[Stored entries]

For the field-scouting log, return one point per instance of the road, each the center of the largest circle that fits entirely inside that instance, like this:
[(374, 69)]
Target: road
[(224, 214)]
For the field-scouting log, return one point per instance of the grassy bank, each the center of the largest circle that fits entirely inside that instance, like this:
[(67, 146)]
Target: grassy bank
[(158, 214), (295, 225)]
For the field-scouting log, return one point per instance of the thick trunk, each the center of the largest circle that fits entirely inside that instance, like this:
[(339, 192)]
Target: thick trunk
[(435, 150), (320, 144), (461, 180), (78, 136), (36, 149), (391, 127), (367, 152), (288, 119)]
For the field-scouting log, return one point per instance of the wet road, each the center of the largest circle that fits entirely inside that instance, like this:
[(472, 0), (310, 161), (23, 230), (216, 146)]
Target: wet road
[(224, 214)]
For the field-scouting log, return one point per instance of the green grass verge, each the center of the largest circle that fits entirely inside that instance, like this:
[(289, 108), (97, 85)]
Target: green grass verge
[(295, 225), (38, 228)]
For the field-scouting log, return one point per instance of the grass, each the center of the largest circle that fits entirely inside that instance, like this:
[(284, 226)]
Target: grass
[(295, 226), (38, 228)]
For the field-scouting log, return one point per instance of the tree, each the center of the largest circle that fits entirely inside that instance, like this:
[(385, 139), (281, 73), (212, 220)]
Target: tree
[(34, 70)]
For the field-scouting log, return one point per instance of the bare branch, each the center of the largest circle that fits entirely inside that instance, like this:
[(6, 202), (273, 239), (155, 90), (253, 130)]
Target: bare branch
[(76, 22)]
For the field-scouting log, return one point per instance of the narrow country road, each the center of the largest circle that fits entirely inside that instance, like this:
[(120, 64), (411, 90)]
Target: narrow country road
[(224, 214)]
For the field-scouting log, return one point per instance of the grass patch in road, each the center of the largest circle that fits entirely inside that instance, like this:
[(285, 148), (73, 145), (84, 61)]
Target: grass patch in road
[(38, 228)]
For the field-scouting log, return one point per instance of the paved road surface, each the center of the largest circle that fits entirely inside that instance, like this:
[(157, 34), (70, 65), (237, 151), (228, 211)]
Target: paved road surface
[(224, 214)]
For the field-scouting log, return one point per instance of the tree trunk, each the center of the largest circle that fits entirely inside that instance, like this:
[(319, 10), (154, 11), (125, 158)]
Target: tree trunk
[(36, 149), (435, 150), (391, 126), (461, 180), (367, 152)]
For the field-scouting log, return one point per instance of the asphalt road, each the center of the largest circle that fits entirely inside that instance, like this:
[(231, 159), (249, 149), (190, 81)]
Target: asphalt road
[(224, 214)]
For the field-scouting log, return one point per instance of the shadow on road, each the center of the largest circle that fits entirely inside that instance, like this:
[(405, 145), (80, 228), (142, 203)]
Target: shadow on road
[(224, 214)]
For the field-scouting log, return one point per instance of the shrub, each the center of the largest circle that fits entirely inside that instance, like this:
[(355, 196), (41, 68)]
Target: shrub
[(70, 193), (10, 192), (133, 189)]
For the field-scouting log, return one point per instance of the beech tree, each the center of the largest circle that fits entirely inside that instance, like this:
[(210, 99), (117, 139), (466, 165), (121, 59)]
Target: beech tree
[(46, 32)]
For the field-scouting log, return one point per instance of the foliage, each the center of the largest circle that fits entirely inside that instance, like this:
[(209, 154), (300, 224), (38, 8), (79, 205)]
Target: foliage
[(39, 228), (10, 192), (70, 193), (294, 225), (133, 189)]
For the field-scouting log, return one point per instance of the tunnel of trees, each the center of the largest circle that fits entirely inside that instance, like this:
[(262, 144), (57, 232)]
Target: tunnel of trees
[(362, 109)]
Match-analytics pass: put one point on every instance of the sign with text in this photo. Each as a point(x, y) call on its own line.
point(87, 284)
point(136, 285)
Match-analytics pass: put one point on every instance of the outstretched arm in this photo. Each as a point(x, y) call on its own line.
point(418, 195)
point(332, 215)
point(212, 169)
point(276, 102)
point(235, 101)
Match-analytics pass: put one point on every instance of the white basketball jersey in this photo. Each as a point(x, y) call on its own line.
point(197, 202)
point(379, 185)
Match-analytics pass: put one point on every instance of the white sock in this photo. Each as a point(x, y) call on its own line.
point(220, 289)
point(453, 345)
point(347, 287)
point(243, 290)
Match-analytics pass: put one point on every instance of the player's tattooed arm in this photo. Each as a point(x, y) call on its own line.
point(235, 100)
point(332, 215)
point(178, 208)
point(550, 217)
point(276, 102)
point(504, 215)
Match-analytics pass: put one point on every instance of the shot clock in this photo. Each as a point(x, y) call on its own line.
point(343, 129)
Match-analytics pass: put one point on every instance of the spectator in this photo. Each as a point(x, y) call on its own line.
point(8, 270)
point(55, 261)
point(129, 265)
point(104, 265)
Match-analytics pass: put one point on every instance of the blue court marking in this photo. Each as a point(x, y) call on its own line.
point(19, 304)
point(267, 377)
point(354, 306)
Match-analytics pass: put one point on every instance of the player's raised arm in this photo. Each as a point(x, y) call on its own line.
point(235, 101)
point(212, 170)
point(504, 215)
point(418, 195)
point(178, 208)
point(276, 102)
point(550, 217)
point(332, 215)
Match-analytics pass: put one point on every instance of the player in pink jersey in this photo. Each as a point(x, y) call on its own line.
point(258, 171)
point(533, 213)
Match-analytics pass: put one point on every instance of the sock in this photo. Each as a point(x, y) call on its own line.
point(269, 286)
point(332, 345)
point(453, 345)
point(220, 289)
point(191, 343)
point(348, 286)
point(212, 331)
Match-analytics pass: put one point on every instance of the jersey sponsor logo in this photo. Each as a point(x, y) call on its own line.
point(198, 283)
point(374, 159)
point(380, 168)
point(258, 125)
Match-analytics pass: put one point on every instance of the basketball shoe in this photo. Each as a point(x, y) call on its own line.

#### DIRECTIONS FOR THIS TASK
Write the data back out verbatim.

#### RESPONSE TO THIS TASK
For the field-scouting log, return one point per instance of the road, each the center of the largest circle that fits entirely inside that instance, like this:
[(374, 69)]
Target: road
[(224, 214)]
For the field-scouting log, return one point per instance of the grassy bank, each the center of the largest circle that fits entirely inside that instance, like this:
[(67, 146)]
Target: grassy bank
[(158, 214), (295, 225)]
For the field-scouting log, return one point per instance of the thick trunk, each the center of the largest circle that fits entirely inside that instance, like this:
[(339, 192)]
Target: thick trunk
[(435, 150), (320, 144), (461, 180), (78, 136), (36, 149), (391, 127), (367, 152), (288, 119)]
For the field-scouting log, return one point per instance of the wet road, each the center of the largest circle that fits entirely inside that instance, like this:
[(472, 0), (310, 161), (23, 230), (216, 146)]
Target: wet road
[(224, 214)]
For the field-scouting log, return one point per instance of the green grass verge, each the center of the largest circle that fits entirely inside that instance, like this:
[(289, 108), (97, 85)]
Target: green grass verge
[(295, 225), (38, 228)]
For the field-scouting log, return one point per instance of the grass, each the center of the largest circle that fits entirely inside that instance, like this:
[(284, 226)]
Target: grass
[(295, 226), (38, 228)]
For the field-scouting log, return one point per instance of the tree, each the center of the largest circle that fits entirely inside that instance, like this:
[(385, 139), (281, 73), (212, 220)]
Target: tree
[(34, 70)]
For the field-scouting log, return one point per instance of the bare branch, each the center of the largest circle that fits entirely inside that instance, like this:
[(6, 202), (273, 239), (155, 90), (253, 130)]
Target: bare branch
[(76, 22)]
For the field-scouting log, return one point per instance of the narrow country road, each the center of the largest circle that fits entirely inside that instance, like this:
[(120, 64), (411, 90)]
Target: narrow country road
[(224, 214)]
For the field-scouting log, return one point per instance of the grass patch in road, each the center of the largest circle that fits entirely inside that instance, like this:
[(285, 148), (73, 145), (84, 61)]
Target: grass patch in road
[(38, 228)]
For the field-scouting log, return one point per instance of the paved road surface, each the center of the largest circle that fits entirely inside that instance, like this:
[(157, 34), (70, 65), (237, 151), (228, 211)]
Target: paved road surface
[(224, 214)]
For the field-scouting log, return one point per instance of the tree trunk, each the center of the largest circle that fits entirely inside that instance, like this:
[(319, 10), (154, 11), (125, 158)]
Target: tree trunk
[(36, 149), (435, 150), (391, 126), (461, 180), (367, 152)]
For the field-scouting log, return one point per instance of the asphalt road, each the center of the largest circle that fits entirely inside that instance, like this:
[(231, 159), (249, 149), (190, 81)]
Target: asphalt road
[(224, 214)]
For the field-scouting log, return one point per instance of the shadow on road, each the center of the largest circle that fits entirely inside that instance, like this:
[(405, 145), (80, 228), (142, 203)]
Target: shadow on road
[(224, 214)]
For the field-scouting log, return one point per instance of the shrub, each the center of the largest circle that fits entirely inside that instance, like this:
[(355, 196), (41, 68)]
Target: shrub
[(70, 193), (10, 192), (133, 189)]
For the field-scouting log, return one point per instance of the beech tree, each the center of the largest circle that fits entirely inside that instance, like this:
[(210, 99), (117, 139), (466, 165), (121, 59)]
Target: beech tree
[(46, 32)]
For the field-scouting log, return one point per instance of the foliage, each the center of the largest circle that fits entirely inside that instance, like this:
[(209, 154), (300, 224), (38, 8), (79, 205)]
Target: foliage
[(39, 228), (10, 192), (70, 193), (294, 225), (133, 189)]
For the field-scouting log, return one point per instance of the tunnel of trees, each the center of the largest circle that fits entirely inside that instance, like this:
[(262, 144), (57, 232)]
Target: tunnel of trees
[(362, 109)]
Match-analytics pass: put one point on every instance of the sign with text in this photo. Each as a point(x, y) call on its own line.
point(87, 284)
point(136, 285)
Match-analytics pass: put one point on every instance of the outstretched arm in this photo. Each as a point(x, y) call on its own line.
point(418, 195)
point(332, 215)
point(212, 169)
point(276, 102)
point(235, 101)
Match-analytics pass: put one point on every instance of the white basketball jersey in this photo. Each as a point(x, y) call on its own line.
point(197, 202)
point(379, 185)
Match-analytics pass: put one point on every instance of the white sock in this photo. Each as a point(x, y) call on its own line.
point(220, 289)
point(453, 345)
point(347, 287)
point(243, 290)
Match-analytics pass: put one point on every instance of the player's tattooed arm in this photo. Each as a point(x, y) call on its own line.
point(235, 100)
point(332, 215)
point(178, 208)
point(550, 217)
point(276, 102)
point(504, 215)
Match-analytics pass: put one point on every instance of the shot clock in this photo. Each as a point(x, y) call on its own line.
point(343, 129)
Match-analytics pass: put one point on every instance of the spectator in this photo. Each as a point(x, y) call on its own line.
point(8, 270)
point(55, 261)
point(129, 265)
point(104, 265)
Match-analytics pass: put one point on every instance of the blue court marking in this photo. Each as a point(x, y) call on its own line.
point(19, 304)
point(267, 377)
point(354, 306)
Match-analytics pass: put one point on every instance of the player's raised arm in this photo. Each as a point(x, y) call on its own line.
point(235, 101)
point(212, 170)
point(504, 215)
point(418, 195)
point(178, 208)
point(276, 102)
point(550, 217)
point(332, 215)
Match-analytics pass: put one point on every instance of the player in pink jersey in this photo. Each as a point(x, y) call on its own line.
point(258, 171)
point(533, 213)
Match-analytics pass: put one point on every instance of the sock in this photo. Each as a point(x, y) call on its own line.
point(269, 286)
point(332, 345)
point(453, 345)
point(220, 289)
point(191, 343)
point(348, 286)
point(212, 331)
Match-analytics pass: put one point on every instance of the jersey sponsor logo in this photo. Each as a point(x, y) call on its own line.
point(198, 283)
point(374, 159)
point(380, 168)
point(258, 125)
Match-analytics pass: put one point on every instance of the basketball shoe in this photo. Each as a point(x, y) call on its own line.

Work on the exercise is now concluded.